---------- PROVIDED DATA ----------

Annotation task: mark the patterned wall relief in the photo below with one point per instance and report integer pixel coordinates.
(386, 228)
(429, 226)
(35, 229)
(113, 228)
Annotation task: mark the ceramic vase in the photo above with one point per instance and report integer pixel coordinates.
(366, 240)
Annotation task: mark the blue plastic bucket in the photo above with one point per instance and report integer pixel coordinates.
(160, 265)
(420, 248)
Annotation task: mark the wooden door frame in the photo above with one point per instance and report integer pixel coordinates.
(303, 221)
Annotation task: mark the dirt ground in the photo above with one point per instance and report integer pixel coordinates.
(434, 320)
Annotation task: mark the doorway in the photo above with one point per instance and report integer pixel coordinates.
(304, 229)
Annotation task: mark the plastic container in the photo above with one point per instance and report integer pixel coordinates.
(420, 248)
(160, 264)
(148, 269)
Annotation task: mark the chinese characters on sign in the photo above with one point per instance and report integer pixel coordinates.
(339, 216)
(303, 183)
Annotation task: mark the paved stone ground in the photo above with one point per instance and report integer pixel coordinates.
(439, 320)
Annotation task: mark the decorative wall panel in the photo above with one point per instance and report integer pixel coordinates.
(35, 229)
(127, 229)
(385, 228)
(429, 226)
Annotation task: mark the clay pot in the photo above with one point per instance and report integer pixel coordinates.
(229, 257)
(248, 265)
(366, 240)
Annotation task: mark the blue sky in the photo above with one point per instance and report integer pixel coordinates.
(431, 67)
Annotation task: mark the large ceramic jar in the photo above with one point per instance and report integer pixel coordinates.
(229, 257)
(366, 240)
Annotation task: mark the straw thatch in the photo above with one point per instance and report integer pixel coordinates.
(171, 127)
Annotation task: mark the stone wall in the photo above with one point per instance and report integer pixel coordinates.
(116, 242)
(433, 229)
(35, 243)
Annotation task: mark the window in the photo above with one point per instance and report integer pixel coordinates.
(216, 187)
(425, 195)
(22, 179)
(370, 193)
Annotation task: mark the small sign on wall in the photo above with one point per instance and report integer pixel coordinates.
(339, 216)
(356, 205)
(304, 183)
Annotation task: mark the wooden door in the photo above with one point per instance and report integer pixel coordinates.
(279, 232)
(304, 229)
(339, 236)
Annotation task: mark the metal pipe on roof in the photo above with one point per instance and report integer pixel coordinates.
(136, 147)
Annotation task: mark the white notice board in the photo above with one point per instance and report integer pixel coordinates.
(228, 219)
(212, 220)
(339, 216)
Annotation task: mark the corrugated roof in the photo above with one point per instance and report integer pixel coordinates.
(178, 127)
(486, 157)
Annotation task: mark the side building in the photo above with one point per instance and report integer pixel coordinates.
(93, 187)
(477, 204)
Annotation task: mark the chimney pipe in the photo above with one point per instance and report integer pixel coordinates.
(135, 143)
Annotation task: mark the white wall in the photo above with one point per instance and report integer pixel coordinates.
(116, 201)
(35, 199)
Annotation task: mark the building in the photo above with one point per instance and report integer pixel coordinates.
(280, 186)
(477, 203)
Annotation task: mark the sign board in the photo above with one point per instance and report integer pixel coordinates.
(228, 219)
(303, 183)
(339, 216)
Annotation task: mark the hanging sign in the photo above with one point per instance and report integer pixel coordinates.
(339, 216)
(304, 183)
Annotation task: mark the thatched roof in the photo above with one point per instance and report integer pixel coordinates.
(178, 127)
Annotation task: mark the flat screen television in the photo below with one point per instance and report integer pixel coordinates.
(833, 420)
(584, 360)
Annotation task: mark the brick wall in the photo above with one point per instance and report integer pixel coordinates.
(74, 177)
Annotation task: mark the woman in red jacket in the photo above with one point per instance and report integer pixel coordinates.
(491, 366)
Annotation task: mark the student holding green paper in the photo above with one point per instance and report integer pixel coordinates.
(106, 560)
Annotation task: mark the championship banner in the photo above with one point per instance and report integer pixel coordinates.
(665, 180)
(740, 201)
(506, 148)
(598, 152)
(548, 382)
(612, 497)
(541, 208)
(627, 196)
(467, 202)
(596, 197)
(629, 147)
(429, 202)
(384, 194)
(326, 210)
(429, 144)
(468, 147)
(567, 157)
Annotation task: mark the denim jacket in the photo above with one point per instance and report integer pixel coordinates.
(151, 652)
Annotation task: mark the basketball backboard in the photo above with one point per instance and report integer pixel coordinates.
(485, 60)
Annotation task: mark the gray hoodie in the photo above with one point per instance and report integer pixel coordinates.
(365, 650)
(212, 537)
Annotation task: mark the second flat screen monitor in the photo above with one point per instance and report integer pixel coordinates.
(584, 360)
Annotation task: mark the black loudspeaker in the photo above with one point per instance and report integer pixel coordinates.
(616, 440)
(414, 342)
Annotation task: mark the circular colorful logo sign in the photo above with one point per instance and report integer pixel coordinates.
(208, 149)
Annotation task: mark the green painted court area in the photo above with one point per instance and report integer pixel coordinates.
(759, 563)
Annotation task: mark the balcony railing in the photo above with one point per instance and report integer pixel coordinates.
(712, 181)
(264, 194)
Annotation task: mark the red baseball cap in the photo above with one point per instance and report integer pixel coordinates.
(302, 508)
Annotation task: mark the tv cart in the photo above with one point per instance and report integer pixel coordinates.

----------

### WORK ITEM
Each entry above needs to be output exactly as written.

### OUTPUT FOR THIS TASK
Annotation task: mark the patterned wall relief in the photo below with one point per instance and report integer pixel coordinates.
(386, 228)
(429, 226)
(35, 229)
(113, 228)
Annotation task: mark the ceramic vase in the photo above with one point per instance and report integer pixel coordinates.
(366, 240)
Annotation task: mark the blue plastic bucket in the photo above with one point per instance and report integer pixel coordinates.
(160, 265)
(420, 248)
Annotation task: mark the wooden door frame in the photo above with one point per instance and report integer pixel coordinates.
(303, 221)
Annotation task: mark the dirt ground in the photo above with one point per instance and report integer pixel coordinates.
(434, 320)
Annotation task: mark the doorway in the photo above with one point per instance and report integer pixel coordinates.
(304, 229)
Annotation task: mark the plastic container in the photo above with one point per instance and report integer pixel coordinates.
(420, 248)
(160, 264)
(148, 269)
Annotation task: mark the chinese characters on sign in the photo above with one point per instance and report integer pixel coordinates.
(339, 216)
(303, 183)
Annotation task: mark the paved stone ground in the photo above with one point per instance and report integer pixel coordinates.
(439, 320)
Annotation task: mark the decorative wall panel in the photo above with one point per instance and report integer pixel coordinates.
(35, 229)
(127, 229)
(385, 228)
(429, 226)
Annotation task: mark the clay pot in the photo above with one point per instance and report integer pixel coordinates.
(229, 257)
(248, 265)
(366, 240)
Annotation task: mark the blue sky in the photo above with one point per instance and report integer pixel coordinates.
(431, 67)
Annotation task: mark the large ceramic jar in the photo above with one point per instance and report integer pixel coordinates.
(229, 257)
(366, 240)
Annotation task: mark the straw thatch in the photo above with one point per instance and report integer pixel coordinates.
(171, 127)
Annotation task: mark the stone wall in the photo above with one point per instance and report integer pixel coordinates.
(116, 242)
(433, 229)
(35, 243)
Annotation task: mark the window in the photo above with one point per instance and report integer pixel coordinates.
(216, 187)
(425, 195)
(22, 179)
(370, 193)
Annotation task: mark the small sign on wall in the photo above with one point per instance and report integer pixel coordinates.
(339, 216)
(356, 205)
(304, 183)
Annotation task: mark the wooden door in the photo above with one point per instance and report integer pixel coordinates.
(279, 232)
(304, 229)
(339, 236)
Annotation task: mark the metal pipe on roof in the photo above with one point per instance and report integer pixel coordinates.
(136, 147)
Annotation task: mark the white notice board in the photo above with one point per instance and report integer pixel coordinates.
(228, 219)
(212, 220)
(339, 216)
Annotation task: mark the corrugated roof in the photo above with one point per instance and report integer pixel coordinates.
(178, 127)
(486, 157)
Annotation task: mark the side building in the photo above with one point per instance and report integer pixel coordinates.
(93, 187)
(477, 204)
Annotation task: mark the chimney pipe in the photo above with one point per instance and report integer pixel coordinates.
(135, 143)
Annotation task: mark the white wall in the photo above with one point per instance and report integer pixel coordinates.
(116, 201)
(35, 199)
Annotation task: mark the building in the photo above with one point per instance and report integer pixel coordinates.
(280, 186)
(477, 203)
Annotation task: mark the sign board in the photo above with one point per instance and report integer pixel coordinates.
(228, 219)
(303, 183)
(339, 216)
Annotation task: mark the hanging sign in the photo above with one point per instance and report integer pixel coordinates.
(339, 216)
(304, 183)
Annotation task: mark the thatched roof in the photo above with one point per instance and report integer pixel coordinates.
(178, 127)
Annotation task: mark the flat screen television in the photo below with one point per instance and report integer pixel coordinates.
(833, 420)
(584, 360)
Annotation task: mark the brick wall in the photo above with one point per instance and report integer pixel coordinates.
(74, 177)
Annotation task: mark the woman in red jacket in the photo above with one point per instance and report integer pixel coordinates.
(491, 366)
Annotation task: mark the student holding green paper in the photo above with one point per instance and report integer pixel coordinates.
(106, 560)
Annotation task: mark the championship banner in the photo above with one point per instance and report integer pixel coordinates.
(665, 180)
(740, 201)
(506, 148)
(598, 152)
(548, 382)
(612, 497)
(541, 208)
(627, 196)
(467, 202)
(596, 197)
(629, 147)
(429, 202)
(384, 194)
(326, 210)
(429, 144)
(468, 147)
(567, 157)
Annotation task: mark the denim jacket in the photo above with one point per instance and report integer pixel coordinates.
(151, 652)
Annotation task: mark the basketball backboard in the photo above with one point per instance and report integer pixel coordinates.
(485, 60)
Annotation task: mark the gray hoodie in the photo above with one point per instance and report integer pixel coordinates.
(365, 650)
(212, 537)
Annotation task: mark the second flat screen monitor in the photo above with one point per instance and report integer pixel coordinates.
(584, 360)
Annotation task: mark the black loudspeaker in the photo above with one point per instance and report integer pixel coordinates.
(616, 440)
(414, 342)
Annotation task: mark the circular colorful logo sign in the photo above with one point per instance and report integer pixel coordinates.
(208, 149)
Annotation task: mark the green painted court area in the photo above with one point per instance and report integer pixel coordinates.
(759, 563)
Annotation task: mark the balcony railing in the photo above with one point per instance and report integer pixel coordinates.
(712, 181)
(264, 194)
Annotation task: mark the red baseball cap in the photo above with one point per instance and report integer pixel coordinates.
(302, 508)
Annotation task: mark the tv cart in the photo above with one point per instance and report integer pixel coordinates.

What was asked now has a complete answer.